**TASK**
Rewrite each line of the records below, requests and all, from the start of the records through the line that contains "point(385, 307)". Add 141 to every coordinate in the answers.

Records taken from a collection
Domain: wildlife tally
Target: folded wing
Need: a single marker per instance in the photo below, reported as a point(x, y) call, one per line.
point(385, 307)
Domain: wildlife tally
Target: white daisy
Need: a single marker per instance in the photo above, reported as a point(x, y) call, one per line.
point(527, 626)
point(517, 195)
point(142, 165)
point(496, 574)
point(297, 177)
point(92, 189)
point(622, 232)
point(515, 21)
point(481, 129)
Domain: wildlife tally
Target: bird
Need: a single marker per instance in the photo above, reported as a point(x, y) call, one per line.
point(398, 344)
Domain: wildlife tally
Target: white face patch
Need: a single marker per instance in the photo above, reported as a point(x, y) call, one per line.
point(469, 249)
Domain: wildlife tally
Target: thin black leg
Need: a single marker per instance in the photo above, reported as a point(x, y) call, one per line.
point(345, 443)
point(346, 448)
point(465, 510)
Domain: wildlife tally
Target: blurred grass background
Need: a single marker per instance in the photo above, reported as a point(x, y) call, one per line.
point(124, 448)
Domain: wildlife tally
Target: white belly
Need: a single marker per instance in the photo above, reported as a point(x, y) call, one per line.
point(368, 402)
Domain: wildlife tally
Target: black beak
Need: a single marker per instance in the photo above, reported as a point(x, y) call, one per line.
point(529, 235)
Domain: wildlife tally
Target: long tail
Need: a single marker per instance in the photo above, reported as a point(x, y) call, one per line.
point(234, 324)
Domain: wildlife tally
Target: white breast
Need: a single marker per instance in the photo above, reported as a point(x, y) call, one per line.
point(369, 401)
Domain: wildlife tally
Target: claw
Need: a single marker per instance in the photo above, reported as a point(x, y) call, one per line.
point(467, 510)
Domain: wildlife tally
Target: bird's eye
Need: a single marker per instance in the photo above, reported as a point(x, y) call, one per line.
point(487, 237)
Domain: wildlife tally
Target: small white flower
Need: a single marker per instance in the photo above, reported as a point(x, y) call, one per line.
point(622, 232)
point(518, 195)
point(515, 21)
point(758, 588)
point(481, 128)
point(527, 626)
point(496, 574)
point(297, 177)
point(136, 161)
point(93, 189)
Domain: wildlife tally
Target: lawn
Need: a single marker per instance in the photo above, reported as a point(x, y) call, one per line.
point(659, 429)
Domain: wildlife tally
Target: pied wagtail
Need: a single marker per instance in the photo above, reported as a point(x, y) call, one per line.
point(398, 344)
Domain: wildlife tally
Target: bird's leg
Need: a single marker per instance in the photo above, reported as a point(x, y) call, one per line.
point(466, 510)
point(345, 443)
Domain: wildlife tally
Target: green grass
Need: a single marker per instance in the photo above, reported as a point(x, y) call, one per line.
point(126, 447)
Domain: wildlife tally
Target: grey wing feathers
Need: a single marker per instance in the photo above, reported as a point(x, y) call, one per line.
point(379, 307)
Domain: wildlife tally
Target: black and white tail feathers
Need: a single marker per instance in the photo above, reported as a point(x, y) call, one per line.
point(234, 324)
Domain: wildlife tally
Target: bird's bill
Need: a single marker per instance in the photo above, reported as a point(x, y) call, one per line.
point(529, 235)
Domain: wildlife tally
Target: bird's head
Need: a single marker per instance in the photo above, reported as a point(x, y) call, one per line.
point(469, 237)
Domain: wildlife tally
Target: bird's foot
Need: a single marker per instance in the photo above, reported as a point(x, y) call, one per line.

**TASK RESULT**
Domain: wildlife tally
Target: folded wing
Need: a single marker per instance in the photo below, reported as a point(x, y) call, one per line.
point(526, 448)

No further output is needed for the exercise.